**Exercise inputs:**
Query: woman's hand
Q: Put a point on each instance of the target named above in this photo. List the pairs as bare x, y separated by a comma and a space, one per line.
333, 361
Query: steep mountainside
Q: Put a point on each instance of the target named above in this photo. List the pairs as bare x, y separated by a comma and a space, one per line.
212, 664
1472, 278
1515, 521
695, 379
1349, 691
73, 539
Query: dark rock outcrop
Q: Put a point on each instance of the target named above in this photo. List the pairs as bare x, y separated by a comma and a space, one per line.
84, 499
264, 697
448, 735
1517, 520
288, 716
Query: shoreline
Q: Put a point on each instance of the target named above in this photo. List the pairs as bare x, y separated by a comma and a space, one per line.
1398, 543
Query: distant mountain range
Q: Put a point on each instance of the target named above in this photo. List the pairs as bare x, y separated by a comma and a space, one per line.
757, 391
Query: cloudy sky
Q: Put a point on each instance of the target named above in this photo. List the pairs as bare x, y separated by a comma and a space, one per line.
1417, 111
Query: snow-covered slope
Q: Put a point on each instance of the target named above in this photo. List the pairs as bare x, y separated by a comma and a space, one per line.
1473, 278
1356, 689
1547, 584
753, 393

==

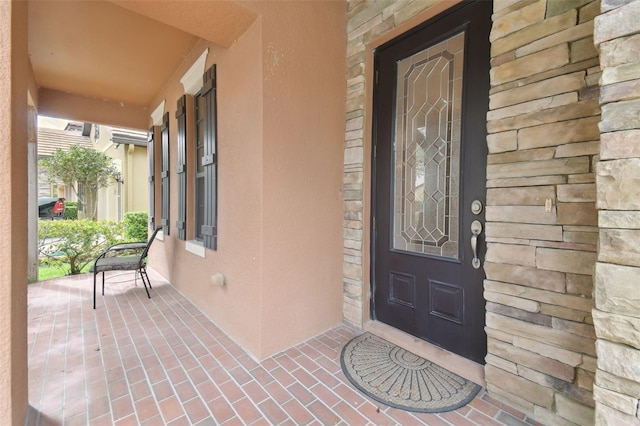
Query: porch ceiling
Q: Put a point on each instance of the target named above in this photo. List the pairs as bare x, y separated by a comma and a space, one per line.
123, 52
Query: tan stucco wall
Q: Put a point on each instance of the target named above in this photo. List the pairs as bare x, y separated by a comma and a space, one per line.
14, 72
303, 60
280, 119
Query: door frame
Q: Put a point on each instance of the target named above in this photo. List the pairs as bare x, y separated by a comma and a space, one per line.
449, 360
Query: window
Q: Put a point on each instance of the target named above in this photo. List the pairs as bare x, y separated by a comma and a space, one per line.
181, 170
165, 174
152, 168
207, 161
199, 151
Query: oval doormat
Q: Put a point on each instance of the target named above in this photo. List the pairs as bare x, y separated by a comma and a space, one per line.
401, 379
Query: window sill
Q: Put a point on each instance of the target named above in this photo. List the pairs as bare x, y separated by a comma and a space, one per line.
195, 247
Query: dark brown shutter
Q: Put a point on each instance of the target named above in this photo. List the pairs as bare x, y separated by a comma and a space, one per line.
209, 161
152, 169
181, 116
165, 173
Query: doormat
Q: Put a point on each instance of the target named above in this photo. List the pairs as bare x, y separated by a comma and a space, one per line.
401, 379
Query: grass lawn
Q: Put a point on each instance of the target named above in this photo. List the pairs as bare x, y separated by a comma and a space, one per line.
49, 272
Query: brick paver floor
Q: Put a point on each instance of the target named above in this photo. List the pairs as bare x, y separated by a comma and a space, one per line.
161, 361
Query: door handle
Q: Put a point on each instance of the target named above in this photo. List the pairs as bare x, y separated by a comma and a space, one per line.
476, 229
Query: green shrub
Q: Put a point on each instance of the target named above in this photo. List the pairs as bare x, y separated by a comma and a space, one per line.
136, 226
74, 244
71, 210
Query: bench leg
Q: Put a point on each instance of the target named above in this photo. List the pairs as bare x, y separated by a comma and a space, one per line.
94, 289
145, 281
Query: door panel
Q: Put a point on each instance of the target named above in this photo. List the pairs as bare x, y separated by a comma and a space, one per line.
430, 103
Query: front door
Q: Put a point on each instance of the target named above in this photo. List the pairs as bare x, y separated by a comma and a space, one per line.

**How to complete this task:**
In the listing above, transcribe exactly everything from the line containing "Query: oval doormat" down to the line containing "Query: dark brown shutter", including both and nothing more.

**Written response:**
Query: oval doormat
Q: Put a point on each instance of the target named above in this photo. List the pairs as bare x, y separated by a comma and a space, one per line.
401, 379
Query: window sill
Q: Put a point on each instance of the target named above in this photo. List the pairs as bare x, y separated by a comma and a space, one per line.
195, 247
Query: dark brown shutter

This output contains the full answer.